*Exercise instructions*: Reproduce the rows from the very beginning through the line containing "[(433, 616), (204, 562), (269, 758), (262, 717), (376, 619)]", switching "Recorded points" to "Logged points" wherever it occurs and leaving everything else unchanged. Return only those lines.

*Records shown*:

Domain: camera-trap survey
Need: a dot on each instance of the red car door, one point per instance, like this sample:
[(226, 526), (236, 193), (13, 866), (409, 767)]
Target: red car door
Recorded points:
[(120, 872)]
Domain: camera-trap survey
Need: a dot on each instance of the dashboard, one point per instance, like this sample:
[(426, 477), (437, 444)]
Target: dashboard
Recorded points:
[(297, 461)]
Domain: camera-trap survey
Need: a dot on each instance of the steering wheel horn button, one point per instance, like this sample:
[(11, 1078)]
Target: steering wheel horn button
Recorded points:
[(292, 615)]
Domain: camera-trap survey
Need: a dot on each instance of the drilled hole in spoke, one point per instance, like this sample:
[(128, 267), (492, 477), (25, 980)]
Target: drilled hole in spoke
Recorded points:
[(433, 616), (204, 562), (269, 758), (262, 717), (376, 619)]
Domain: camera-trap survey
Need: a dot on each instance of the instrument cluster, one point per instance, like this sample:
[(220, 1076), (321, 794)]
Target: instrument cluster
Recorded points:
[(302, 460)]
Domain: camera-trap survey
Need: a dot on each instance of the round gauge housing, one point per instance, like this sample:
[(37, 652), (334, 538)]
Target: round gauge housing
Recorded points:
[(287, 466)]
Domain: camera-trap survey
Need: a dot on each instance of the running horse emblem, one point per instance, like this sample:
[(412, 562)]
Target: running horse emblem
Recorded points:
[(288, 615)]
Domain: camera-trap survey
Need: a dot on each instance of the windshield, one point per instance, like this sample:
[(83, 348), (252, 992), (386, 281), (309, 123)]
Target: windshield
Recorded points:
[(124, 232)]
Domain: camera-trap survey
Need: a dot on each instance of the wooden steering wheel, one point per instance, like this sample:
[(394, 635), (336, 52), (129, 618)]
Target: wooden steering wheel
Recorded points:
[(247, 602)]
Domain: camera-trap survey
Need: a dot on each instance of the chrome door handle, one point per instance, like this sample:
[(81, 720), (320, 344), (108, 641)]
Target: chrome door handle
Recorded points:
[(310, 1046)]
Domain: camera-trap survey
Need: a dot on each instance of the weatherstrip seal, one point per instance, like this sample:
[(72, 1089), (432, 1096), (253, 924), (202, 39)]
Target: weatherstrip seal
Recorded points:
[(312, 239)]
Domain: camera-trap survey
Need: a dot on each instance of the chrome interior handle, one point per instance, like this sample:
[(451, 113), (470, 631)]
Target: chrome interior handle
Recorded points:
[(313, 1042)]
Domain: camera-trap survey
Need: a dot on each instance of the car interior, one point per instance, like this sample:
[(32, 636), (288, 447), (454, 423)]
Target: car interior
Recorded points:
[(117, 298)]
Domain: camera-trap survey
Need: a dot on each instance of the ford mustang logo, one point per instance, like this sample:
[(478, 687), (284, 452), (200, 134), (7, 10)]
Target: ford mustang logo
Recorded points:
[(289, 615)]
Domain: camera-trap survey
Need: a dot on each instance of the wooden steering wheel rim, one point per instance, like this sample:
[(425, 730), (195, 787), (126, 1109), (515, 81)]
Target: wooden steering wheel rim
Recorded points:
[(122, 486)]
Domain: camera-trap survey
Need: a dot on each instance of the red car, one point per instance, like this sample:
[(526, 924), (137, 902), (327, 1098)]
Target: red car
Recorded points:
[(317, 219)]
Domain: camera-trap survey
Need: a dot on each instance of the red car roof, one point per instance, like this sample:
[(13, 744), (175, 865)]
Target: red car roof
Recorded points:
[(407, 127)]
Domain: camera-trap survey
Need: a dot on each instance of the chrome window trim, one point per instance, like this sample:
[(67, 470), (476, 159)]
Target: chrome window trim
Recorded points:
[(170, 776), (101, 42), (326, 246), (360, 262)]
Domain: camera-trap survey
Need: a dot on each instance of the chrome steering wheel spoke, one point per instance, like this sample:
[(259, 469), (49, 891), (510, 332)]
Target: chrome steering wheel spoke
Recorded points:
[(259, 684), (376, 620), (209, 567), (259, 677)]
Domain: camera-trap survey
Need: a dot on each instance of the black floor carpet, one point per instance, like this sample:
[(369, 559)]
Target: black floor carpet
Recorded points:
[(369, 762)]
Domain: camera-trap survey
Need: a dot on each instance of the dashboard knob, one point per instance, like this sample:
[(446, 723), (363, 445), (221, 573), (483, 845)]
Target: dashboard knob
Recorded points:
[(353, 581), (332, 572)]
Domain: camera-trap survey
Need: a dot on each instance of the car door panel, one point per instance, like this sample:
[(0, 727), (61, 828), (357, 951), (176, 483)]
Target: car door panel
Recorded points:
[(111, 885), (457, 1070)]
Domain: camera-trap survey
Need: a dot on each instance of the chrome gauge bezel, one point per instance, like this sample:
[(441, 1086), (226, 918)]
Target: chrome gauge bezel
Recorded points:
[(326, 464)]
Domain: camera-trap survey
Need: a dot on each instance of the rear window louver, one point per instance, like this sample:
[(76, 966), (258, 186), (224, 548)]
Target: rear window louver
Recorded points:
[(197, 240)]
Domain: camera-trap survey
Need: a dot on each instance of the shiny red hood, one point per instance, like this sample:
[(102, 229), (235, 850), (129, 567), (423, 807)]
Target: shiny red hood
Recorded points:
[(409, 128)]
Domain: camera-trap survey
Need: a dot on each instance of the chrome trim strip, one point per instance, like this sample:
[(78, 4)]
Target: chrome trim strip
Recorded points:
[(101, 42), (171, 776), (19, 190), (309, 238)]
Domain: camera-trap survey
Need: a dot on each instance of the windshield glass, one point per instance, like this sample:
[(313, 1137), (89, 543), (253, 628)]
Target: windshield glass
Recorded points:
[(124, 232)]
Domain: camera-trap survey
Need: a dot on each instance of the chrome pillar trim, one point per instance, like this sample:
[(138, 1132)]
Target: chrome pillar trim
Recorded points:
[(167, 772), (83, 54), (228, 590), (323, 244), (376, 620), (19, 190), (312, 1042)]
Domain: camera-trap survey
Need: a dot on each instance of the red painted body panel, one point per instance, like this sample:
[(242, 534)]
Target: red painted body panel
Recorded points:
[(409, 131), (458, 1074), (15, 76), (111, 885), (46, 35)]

*The output*:
Domain: camera-trap survey
Need: a dot on each instance of the red car door, one point per instance, like this sample:
[(226, 526), (236, 193), (13, 866), (409, 767)]
Target: red car door
Logged points:
[(120, 872)]
Domain: camera-trap survey
Need: a dot on each instance of the dashboard, one point per instance, like this sample:
[(426, 477), (437, 444)]
Target: dashboard
Logged points:
[(297, 461)]
Domain: camera-trap survey
Need: a dot on each instance of the steering wheel horn button, one point per instance, like this sample:
[(11, 1078)]
Target: steering wheel horn button
Logged points:
[(292, 615)]
Domain: camera-trap survey
Need: a dot on each instance of the drilled hole in spoke, one point per instance, like this sample:
[(128, 267), (492, 477), (25, 980)]
Target: drilled hole in spoke
Logged points:
[(433, 616), (204, 562), (269, 758), (262, 717), (376, 619)]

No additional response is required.